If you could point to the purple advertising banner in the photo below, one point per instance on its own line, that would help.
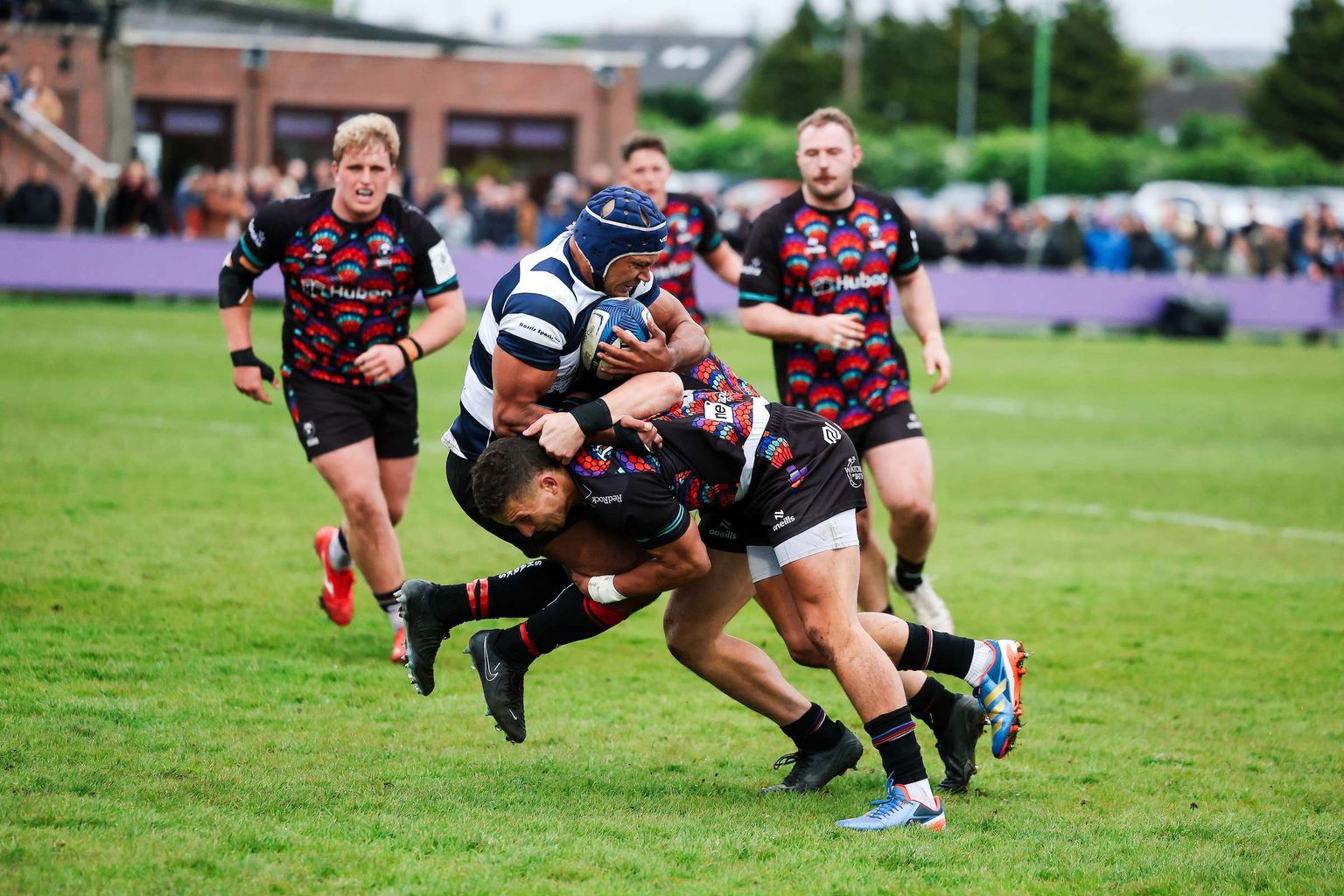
(82, 263)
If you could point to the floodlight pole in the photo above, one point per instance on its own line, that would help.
(968, 72)
(1040, 101)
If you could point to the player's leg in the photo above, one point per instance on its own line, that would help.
(694, 625)
(902, 472)
(872, 566)
(354, 476)
(819, 584)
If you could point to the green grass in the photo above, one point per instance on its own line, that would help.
(179, 717)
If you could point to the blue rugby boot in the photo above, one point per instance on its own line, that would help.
(898, 810)
(1000, 695)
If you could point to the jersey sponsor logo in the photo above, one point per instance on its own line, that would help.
(845, 283)
(441, 262)
(674, 269)
(313, 288)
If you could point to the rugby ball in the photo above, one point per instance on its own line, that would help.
(628, 315)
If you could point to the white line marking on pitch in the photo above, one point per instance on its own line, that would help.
(1016, 407)
(1193, 520)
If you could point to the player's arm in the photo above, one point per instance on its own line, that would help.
(761, 290)
(917, 304)
(642, 396)
(436, 277)
(671, 566)
(676, 343)
(257, 248)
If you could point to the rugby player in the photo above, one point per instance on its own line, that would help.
(789, 482)
(692, 228)
(816, 283)
(353, 260)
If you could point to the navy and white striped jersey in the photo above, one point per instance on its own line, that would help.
(536, 313)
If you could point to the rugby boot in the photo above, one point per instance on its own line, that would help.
(424, 632)
(898, 810)
(815, 768)
(999, 693)
(957, 743)
(501, 682)
(925, 602)
(338, 584)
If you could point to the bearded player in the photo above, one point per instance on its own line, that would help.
(353, 260)
(820, 265)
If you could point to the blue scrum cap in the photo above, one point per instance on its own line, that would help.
(617, 222)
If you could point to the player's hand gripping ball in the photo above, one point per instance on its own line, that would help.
(612, 313)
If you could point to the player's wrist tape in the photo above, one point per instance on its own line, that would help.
(602, 590)
(593, 416)
(245, 358)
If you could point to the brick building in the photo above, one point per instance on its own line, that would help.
(222, 83)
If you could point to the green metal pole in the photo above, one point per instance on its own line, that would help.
(1040, 105)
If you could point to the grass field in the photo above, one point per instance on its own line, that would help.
(1161, 524)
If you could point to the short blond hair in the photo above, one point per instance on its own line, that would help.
(361, 130)
(830, 116)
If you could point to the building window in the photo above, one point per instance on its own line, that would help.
(173, 136)
(524, 150)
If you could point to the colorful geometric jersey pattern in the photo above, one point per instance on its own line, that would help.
(699, 465)
(820, 262)
(691, 228)
(347, 286)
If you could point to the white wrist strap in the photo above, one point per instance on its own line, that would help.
(602, 589)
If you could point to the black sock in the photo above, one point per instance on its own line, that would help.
(570, 617)
(918, 644)
(508, 595)
(894, 737)
(950, 654)
(814, 731)
(909, 574)
(386, 601)
(932, 704)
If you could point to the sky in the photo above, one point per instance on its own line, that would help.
(1148, 24)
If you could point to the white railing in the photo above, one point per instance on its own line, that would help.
(80, 155)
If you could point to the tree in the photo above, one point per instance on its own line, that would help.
(1093, 80)
(1300, 97)
(909, 73)
(796, 73)
(1007, 43)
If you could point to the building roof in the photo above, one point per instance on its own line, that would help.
(715, 66)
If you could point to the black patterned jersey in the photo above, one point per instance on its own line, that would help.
(347, 285)
(710, 444)
(812, 261)
(691, 228)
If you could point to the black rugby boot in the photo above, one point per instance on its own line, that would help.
(501, 682)
(424, 632)
(814, 770)
(957, 743)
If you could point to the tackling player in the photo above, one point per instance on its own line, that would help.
(816, 283)
(353, 260)
(692, 228)
(789, 482)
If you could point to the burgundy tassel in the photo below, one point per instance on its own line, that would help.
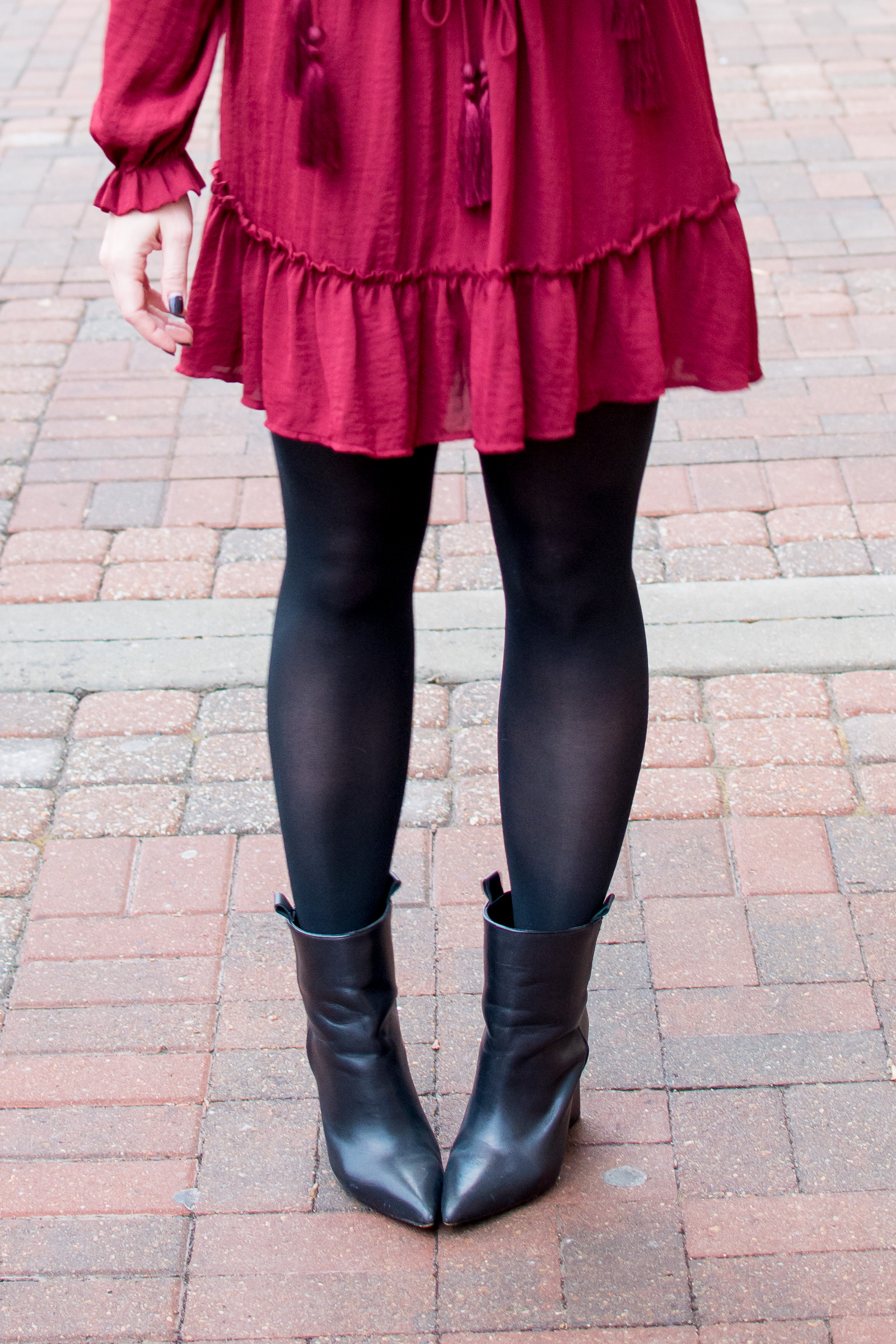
(641, 80)
(319, 143)
(486, 122)
(469, 146)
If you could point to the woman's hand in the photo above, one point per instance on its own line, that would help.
(125, 246)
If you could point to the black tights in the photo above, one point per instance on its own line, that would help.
(574, 691)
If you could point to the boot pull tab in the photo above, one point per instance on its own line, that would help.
(282, 908)
(492, 888)
(605, 909)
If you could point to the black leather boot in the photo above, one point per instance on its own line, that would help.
(526, 1093)
(379, 1141)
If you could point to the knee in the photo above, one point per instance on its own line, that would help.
(342, 580)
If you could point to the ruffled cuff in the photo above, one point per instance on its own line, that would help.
(148, 189)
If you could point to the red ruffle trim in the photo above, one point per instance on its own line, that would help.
(148, 189)
(381, 363)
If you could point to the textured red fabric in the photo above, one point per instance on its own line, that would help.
(366, 308)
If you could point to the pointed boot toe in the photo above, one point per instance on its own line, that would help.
(379, 1141)
(526, 1094)
(405, 1186)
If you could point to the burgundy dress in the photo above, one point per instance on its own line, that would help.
(365, 306)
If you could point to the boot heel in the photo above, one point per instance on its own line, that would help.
(575, 1107)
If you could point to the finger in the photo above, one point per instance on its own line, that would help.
(176, 233)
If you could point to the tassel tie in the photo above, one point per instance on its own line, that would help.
(641, 80)
(474, 132)
(319, 143)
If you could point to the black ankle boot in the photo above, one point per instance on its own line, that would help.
(379, 1141)
(526, 1093)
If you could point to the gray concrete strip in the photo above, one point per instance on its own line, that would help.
(693, 629)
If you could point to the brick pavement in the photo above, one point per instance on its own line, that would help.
(162, 1170)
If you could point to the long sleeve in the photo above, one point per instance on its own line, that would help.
(157, 62)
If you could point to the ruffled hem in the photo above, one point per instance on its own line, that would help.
(148, 189)
(382, 363)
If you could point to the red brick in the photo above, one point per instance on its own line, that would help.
(102, 1080)
(678, 745)
(113, 1187)
(464, 857)
(864, 693)
(750, 743)
(676, 794)
(876, 519)
(157, 580)
(101, 1132)
(790, 1225)
(879, 787)
(700, 530)
(863, 1329)
(680, 859)
(665, 491)
(18, 867)
(622, 1117)
(806, 482)
(139, 810)
(792, 791)
(183, 875)
(477, 506)
(810, 523)
(261, 872)
(430, 706)
(730, 486)
(474, 750)
(49, 582)
(766, 1010)
(262, 505)
(135, 713)
(41, 507)
(767, 696)
(99, 357)
(249, 578)
(68, 546)
(48, 984)
(35, 714)
(25, 814)
(144, 936)
(449, 503)
(164, 543)
(430, 754)
(83, 878)
(787, 857)
(699, 941)
(675, 698)
(871, 480)
(70, 1308)
(210, 503)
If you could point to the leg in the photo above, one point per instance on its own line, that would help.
(574, 694)
(571, 729)
(342, 674)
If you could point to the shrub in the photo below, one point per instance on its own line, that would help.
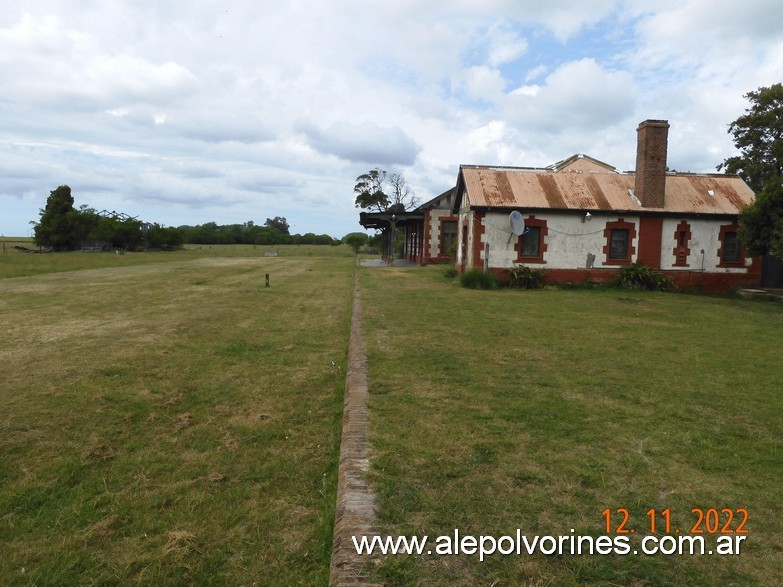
(450, 272)
(640, 276)
(523, 277)
(477, 279)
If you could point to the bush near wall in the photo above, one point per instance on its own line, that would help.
(523, 277)
(640, 276)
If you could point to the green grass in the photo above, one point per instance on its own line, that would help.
(537, 410)
(171, 422)
(17, 264)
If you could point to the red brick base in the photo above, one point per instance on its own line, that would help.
(698, 280)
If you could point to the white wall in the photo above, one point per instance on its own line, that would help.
(569, 241)
(704, 235)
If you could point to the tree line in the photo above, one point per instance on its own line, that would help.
(62, 227)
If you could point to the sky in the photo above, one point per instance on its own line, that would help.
(241, 110)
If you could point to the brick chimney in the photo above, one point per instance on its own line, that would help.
(651, 142)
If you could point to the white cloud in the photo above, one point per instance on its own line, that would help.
(578, 96)
(364, 142)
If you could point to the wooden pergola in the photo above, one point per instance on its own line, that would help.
(392, 224)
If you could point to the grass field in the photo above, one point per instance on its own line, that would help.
(167, 419)
(538, 410)
(14, 263)
(171, 422)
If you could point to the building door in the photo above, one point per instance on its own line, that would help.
(771, 272)
(464, 247)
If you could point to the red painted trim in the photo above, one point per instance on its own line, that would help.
(620, 224)
(686, 279)
(478, 245)
(681, 251)
(650, 237)
(542, 246)
(721, 235)
(441, 220)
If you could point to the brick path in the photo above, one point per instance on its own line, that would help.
(355, 512)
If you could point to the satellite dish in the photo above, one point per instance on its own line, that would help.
(517, 222)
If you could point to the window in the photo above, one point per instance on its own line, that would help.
(730, 253)
(730, 248)
(619, 249)
(448, 237)
(682, 236)
(531, 245)
(530, 242)
(618, 244)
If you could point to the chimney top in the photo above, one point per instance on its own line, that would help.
(651, 146)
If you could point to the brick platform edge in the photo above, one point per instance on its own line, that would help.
(355, 510)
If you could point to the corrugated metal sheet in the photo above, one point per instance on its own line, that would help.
(530, 188)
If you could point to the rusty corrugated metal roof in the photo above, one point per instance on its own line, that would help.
(541, 188)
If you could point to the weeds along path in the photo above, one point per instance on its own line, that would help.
(355, 511)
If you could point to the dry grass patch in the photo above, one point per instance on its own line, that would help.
(157, 431)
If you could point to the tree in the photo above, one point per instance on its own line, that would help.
(758, 134)
(356, 240)
(761, 223)
(279, 223)
(60, 225)
(379, 191)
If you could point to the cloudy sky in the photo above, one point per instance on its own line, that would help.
(190, 112)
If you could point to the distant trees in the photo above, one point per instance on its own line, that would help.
(278, 223)
(758, 134)
(63, 227)
(249, 233)
(379, 191)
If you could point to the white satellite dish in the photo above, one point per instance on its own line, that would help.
(517, 222)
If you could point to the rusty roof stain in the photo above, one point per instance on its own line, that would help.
(520, 187)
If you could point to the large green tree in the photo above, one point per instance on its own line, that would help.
(379, 191)
(758, 134)
(61, 226)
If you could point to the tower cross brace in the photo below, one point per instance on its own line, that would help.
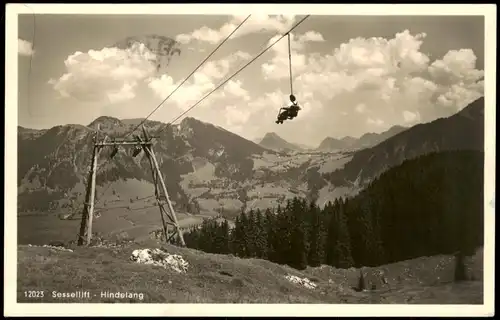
(167, 212)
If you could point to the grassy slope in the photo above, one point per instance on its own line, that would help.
(226, 279)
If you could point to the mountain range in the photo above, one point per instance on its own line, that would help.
(273, 141)
(211, 171)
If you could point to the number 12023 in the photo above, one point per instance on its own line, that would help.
(34, 294)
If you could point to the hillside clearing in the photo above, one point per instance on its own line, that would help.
(213, 278)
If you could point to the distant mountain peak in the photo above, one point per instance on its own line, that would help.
(273, 141)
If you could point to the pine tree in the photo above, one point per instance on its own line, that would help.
(343, 244)
(261, 235)
(315, 247)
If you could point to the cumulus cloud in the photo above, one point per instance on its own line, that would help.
(360, 108)
(24, 48)
(203, 81)
(390, 78)
(256, 23)
(364, 84)
(109, 74)
(375, 122)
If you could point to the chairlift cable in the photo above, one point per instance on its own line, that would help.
(238, 71)
(290, 64)
(144, 120)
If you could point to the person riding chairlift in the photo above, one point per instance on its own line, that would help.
(289, 112)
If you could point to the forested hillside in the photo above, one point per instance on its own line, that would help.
(429, 205)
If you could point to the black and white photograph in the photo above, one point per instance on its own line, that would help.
(308, 159)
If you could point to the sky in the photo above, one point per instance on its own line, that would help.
(351, 74)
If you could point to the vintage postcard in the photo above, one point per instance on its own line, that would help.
(250, 160)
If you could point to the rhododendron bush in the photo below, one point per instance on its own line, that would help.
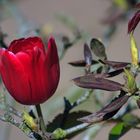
(30, 73)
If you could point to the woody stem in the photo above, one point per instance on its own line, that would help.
(41, 120)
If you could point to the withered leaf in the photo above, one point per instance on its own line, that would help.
(107, 112)
(95, 82)
(98, 48)
(114, 64)
(81, 63)
(87, 54)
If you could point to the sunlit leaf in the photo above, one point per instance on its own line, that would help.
(130, 81)
(106, 112)
(134, 22)
(87, 55)
(92, 82)
(81, 63)
(134, 51)
(98, 48)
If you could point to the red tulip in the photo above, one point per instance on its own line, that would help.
(29, 72)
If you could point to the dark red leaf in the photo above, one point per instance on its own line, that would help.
(81, 63)
(137, 6)
(134, 22)
(98, 48)
(107, 112)
(138, 103)
(114, 64)
(93, 82)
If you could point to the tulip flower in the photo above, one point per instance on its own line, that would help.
(29, 71)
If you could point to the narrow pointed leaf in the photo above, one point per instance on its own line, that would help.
(87, 54)
(115, 73)
(92, 82)
(107, 112)
(98, 48)
(114, 64)
(119, 130)
(138, 103)
(134, 51)
(81, 63)
(70, 122)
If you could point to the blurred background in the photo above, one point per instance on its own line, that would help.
(94, 18)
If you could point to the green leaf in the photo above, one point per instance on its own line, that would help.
(106, 112)
(128, 121)
(91, 81)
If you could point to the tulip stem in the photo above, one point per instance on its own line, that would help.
(41, 120)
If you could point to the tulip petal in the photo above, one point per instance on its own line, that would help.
(52, 56)
(25, 44)
(15, 78)
(52, 64)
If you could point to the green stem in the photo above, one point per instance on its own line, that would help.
(41, 120)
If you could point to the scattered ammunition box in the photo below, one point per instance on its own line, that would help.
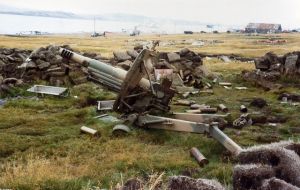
(90, 131)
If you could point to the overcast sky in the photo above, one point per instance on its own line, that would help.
(229, 12)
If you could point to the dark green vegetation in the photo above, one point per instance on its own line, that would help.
(41, 146)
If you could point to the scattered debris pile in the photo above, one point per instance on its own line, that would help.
(186, 66)
(45, 63)
(270, 68)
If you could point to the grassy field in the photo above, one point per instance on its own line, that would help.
(41, 146)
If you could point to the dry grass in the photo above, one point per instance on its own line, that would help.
(233, 43)
(64, 159)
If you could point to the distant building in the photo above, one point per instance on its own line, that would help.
(263, 28)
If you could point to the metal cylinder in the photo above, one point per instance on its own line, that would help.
(100, 66)
(90, 131)
(227, 142)
(202, 161)
(223, 108)
(243, 109)
(208, 110)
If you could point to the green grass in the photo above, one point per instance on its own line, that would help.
(41, 146)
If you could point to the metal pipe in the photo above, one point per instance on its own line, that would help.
(106, 79)
(100, 66)
(90, 69)
(227, 142)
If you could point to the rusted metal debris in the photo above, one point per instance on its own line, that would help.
(105, 105)
(139, 95)
(202, 161)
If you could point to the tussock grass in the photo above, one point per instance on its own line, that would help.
(41, 146)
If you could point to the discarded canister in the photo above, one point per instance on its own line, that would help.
(90, 131)
(223, 108)
(243, 109)
(208, 110)
(199, 157)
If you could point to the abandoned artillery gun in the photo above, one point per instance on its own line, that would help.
(138, 96)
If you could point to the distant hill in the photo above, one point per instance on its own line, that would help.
(4, 9)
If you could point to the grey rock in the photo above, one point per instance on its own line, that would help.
(172, 57)
(132, 53)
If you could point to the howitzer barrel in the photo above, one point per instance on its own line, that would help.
*****
OBJECTIVE: Reproduce exactly, with nothing added, the lines from the one that contains "If you could point to the tussock" to the end of the data.

ANSWER TO THIS PROBLEM:
If you could point to the tussock grass in the photo above, one point per instance on its own line, that would help.
(41, 146)
If you could point to the discarded canister in the photo above, one point per instance on its own line, that would help.
(90, 131)
(223, 108)
(243, 109)
(208, 110)
(199, 157)
If you could point to the abandoned artillery gun in the photo above, one point per instance on its own line, that would help.
(138, 96)
If you could point to the distant hill in the photo above, one point per instance on its own line, that would help.
(4, 9)
If you could point to the grey rock in the photo above, one point per instance on its own line, that would help.
(172, 57)
(132, 53)
If you could point to the howitzer barrel in the photo above, one point per instance on its own line, that would help.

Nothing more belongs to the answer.